» **TASK TO CARRY OUT**
Return, unaltered, each line of the records below that contains the string "clicks".

Stored items:
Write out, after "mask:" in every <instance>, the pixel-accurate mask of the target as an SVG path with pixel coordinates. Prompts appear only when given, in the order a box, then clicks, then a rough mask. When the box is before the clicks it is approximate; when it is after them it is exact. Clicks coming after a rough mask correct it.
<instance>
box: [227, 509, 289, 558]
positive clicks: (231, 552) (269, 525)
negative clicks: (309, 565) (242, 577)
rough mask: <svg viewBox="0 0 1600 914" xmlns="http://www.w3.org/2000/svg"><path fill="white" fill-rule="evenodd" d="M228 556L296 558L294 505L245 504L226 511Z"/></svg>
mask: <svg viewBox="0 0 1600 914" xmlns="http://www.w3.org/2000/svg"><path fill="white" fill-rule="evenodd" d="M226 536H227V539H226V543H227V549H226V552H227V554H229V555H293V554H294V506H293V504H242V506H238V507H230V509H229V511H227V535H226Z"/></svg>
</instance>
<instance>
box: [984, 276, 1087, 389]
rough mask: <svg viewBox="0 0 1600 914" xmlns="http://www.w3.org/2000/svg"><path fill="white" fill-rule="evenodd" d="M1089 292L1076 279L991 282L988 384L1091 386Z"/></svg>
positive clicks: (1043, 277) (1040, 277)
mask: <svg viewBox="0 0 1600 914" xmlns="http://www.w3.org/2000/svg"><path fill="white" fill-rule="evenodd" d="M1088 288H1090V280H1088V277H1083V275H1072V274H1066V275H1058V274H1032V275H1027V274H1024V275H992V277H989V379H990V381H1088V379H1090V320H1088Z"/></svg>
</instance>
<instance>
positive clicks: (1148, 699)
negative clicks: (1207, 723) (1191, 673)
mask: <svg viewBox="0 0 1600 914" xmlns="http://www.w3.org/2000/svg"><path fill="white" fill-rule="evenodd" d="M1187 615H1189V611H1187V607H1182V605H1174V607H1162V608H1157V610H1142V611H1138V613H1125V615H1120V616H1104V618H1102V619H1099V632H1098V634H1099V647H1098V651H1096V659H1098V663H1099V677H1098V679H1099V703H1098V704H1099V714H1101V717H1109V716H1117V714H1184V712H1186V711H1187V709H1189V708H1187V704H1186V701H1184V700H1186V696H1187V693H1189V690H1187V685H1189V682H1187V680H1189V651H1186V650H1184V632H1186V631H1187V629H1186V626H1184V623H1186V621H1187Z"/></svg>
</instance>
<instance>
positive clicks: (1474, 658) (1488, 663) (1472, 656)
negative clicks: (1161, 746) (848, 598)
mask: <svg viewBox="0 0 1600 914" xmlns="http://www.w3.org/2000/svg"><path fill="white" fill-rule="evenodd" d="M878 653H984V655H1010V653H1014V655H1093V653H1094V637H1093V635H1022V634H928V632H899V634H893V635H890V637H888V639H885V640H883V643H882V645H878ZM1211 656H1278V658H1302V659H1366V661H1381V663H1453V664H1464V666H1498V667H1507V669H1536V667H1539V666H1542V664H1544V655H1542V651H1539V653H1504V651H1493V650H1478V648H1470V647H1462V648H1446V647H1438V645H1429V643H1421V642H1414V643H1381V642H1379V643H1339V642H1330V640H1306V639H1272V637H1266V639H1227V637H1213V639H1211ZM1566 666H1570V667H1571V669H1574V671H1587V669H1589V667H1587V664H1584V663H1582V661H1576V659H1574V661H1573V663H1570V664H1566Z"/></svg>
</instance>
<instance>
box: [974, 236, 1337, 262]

» **SOLUTION FOR THIS TASK**
Write out, after "mask:" in every <instance>, the pixel-accurate mask of the target as an SVG path with pixel coordinates. Prompts appear only when given, in the order a box, then clicks, then a rough mask. When the box is before the clicks it is approximate; when it is after them it is exact. Clicks coming after a rough mask correct it.
positive clicks: (231, 552) (269, 525)
negative clicks: (309, 565) (242, 577)
positive clicks: (1043, 277) (1040, 277)
positive clicks: (1148, 699)
negative clicks: (1207, 723) (1191, 673)
positive clicks: (1474, 658) (1488, 663) (1472, 656)
negative clicks: (1161, 746) (848, 598)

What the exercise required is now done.